You are viewing a plain text version of this content. The canonical link for it is here.

Posted to issues@spark.apache.org by "Jerry Lam (JIRA)" <ji...@apache.org> on 2018/06/25 20:45:00 UTC

[jira] [Created] (SPARK-24652) Strange ALS Implementation for Implicit Feedback

Jerry Lam created SPARK-24652:
---------------------------------

             Summary: Strange ALS Implementation for Implicit Feedback
                 Key: SPARK-24652
                 URL: https://issues.apache.org/jira/browse/SPARK-24652
             Project: Spark
          Issue Type: Bug
          Components: ML
    Affects Versions: 2.3.1
            Reporter: Jerry Lam


Hi there,

I'm evaluating the ALS implementation from Spark ML. Does Spark implement the algorithm described in "Collaborative Filtering for Implicit Feedback Datasets"? because if it is, I think the implementation returns result that is incorrect.

Here is the example:
{code:java}
from pyspark.ml.recommendation import ALS

als = ALS(
    maxIter=100,
    regParam=0.0,
    alpha=1.0,
    nonnegative=False,
    implicitPrefs=True,
    rank=1)


ratings = spark.createDataFrame([(0, 0, 1), (1,1, 1)]).toDF('user', 'item', 'rating')
als_model = als.fit(ratings)
reco = als_model.recommendForAllUsers(10)

▶ **Provided records**:
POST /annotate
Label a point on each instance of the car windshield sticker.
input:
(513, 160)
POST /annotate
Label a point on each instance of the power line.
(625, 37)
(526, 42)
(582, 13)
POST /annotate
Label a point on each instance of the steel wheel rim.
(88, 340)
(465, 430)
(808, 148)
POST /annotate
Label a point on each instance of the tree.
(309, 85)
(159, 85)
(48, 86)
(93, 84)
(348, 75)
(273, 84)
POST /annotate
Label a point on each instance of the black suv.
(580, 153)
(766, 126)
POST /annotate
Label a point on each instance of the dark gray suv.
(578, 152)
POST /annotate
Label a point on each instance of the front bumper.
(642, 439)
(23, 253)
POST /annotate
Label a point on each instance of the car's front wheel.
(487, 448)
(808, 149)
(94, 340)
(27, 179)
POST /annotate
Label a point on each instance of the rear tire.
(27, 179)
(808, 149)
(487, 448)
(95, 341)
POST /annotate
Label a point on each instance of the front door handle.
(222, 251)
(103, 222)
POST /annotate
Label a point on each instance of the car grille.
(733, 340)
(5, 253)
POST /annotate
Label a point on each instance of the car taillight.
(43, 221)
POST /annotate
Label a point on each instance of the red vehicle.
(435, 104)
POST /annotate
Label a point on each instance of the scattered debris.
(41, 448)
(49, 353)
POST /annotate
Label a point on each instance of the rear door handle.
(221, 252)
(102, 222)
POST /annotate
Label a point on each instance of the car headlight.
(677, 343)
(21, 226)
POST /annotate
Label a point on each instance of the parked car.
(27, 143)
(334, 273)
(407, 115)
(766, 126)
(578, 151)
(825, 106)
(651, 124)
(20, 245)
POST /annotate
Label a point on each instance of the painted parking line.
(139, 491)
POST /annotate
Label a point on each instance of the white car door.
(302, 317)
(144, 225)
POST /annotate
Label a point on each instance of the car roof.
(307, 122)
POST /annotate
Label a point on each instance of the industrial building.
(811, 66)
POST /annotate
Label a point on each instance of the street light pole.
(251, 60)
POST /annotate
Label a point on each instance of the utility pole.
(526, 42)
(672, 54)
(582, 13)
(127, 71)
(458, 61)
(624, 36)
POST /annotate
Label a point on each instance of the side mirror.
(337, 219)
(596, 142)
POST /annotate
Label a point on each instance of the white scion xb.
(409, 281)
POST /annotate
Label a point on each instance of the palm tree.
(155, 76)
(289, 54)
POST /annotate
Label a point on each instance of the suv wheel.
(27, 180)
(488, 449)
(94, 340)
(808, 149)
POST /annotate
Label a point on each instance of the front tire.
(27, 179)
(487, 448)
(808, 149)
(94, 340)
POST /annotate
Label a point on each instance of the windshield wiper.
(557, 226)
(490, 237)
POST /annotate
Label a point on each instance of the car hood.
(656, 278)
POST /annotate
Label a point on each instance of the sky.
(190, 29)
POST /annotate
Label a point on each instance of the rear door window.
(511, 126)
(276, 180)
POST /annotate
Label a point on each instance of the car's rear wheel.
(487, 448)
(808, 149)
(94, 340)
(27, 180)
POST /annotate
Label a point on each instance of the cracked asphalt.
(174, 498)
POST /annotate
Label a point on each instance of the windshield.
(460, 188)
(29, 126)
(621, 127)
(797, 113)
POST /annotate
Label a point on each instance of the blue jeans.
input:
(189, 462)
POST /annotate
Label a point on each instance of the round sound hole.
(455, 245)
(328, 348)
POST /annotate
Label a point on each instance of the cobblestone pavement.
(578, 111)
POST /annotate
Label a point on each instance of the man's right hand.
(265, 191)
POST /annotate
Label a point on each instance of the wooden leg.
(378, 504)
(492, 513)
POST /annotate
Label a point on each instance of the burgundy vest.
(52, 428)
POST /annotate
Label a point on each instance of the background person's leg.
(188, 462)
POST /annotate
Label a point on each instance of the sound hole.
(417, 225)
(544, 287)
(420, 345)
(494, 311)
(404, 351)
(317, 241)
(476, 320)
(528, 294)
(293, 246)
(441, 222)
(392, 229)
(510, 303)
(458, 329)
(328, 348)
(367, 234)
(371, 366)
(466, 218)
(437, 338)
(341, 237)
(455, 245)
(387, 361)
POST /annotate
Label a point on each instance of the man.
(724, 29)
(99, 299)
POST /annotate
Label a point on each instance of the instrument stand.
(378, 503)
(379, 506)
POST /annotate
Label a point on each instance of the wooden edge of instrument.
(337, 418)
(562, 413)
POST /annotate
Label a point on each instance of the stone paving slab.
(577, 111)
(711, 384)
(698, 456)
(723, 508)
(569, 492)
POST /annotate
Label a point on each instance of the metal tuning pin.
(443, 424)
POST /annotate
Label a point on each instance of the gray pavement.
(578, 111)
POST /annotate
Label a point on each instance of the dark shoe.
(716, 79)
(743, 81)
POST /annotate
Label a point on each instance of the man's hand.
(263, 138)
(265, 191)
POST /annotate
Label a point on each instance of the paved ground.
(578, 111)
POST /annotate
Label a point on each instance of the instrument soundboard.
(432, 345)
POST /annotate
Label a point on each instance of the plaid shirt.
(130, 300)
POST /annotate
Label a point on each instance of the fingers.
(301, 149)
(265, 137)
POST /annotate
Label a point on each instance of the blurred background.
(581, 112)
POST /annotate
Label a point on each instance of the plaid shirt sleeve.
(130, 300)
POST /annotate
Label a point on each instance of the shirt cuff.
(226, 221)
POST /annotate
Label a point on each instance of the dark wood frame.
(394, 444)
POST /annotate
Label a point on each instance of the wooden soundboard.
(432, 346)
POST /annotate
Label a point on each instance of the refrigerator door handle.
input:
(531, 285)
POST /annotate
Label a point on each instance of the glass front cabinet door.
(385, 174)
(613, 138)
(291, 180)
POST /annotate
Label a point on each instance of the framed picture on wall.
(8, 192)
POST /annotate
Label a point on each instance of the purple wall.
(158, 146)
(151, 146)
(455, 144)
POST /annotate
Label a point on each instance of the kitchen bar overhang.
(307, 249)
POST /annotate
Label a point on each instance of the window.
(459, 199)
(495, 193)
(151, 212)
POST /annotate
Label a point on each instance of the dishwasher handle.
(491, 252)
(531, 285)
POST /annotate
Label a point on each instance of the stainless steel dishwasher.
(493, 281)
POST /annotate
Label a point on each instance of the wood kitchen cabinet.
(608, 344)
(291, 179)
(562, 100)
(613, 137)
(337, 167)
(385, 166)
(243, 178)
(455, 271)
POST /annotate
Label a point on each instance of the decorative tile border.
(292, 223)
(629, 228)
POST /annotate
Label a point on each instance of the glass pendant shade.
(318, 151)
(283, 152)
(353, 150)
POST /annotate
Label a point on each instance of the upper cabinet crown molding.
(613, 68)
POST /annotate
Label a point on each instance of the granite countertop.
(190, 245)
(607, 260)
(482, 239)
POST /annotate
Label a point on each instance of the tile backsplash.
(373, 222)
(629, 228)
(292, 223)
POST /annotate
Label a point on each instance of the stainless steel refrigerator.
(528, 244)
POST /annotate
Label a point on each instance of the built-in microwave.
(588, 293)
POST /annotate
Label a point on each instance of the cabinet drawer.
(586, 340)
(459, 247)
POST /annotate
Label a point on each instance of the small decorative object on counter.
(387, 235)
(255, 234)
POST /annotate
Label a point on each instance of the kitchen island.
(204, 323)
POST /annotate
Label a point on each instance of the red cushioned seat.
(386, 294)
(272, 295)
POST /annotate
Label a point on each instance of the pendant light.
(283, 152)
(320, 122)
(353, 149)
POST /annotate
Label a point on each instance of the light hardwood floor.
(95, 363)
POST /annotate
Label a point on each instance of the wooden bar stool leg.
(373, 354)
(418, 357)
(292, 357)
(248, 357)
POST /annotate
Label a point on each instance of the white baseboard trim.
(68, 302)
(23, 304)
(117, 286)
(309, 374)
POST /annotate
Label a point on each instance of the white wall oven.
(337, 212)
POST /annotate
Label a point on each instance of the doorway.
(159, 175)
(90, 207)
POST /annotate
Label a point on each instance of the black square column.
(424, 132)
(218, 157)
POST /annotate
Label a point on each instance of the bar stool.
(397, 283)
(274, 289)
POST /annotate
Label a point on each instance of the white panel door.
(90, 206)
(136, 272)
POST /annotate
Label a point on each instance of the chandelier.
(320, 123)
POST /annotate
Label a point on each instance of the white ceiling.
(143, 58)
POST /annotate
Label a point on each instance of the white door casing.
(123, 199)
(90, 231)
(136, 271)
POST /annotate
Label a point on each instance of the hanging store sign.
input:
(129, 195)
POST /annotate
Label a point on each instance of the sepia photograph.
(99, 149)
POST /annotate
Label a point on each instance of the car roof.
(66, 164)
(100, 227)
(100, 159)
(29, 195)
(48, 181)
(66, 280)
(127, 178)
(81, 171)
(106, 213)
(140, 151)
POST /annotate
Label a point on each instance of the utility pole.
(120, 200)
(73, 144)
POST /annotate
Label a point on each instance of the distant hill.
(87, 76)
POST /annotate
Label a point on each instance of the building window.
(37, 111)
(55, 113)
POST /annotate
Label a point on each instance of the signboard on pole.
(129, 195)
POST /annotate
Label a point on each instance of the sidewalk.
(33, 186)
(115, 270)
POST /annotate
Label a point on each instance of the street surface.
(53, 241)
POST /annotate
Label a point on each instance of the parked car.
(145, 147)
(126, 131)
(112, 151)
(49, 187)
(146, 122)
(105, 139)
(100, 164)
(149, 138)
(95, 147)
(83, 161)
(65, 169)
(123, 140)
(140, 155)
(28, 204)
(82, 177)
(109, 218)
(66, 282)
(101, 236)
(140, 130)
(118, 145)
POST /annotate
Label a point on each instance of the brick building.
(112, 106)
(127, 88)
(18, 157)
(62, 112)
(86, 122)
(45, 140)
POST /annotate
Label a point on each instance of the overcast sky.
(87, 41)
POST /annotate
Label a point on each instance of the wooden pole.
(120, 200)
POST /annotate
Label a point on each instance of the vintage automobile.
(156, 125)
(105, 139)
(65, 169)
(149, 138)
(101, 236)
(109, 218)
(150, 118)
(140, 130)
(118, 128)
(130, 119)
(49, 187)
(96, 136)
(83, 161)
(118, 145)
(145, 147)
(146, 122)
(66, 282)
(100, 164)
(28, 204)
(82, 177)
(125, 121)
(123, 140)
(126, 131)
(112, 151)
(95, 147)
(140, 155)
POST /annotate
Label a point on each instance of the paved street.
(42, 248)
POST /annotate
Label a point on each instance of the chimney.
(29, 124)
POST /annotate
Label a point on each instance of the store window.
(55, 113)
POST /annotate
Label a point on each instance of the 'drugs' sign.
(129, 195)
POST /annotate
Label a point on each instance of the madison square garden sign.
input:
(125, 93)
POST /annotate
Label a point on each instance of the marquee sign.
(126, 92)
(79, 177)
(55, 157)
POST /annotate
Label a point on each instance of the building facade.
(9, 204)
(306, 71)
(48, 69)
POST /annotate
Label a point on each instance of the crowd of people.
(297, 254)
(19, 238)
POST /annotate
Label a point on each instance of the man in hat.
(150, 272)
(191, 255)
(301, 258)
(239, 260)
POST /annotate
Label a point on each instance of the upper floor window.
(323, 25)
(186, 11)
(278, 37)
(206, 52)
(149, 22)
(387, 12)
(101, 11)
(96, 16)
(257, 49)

▶ **Work to complete**: Reproduce everything in the Spark ALS bug report from "Here is the" down to "1)]).toDF('user', 'item', 'rating')".

▶ **Solution to the exercise**:
Here is the example:
{code:java}
from pyspark.ml.recommendation import ALS

als = ALS(
    maxIter=100,
    regParam=0.0,
    alpha=1.0,
    nonnegative=False,
    implicitPrefs=True,
    rank=1)


ratings = spark.createDataFrame([(0, 0, 1), (1,1, 1)]).toDF('user', 'item', 'rating')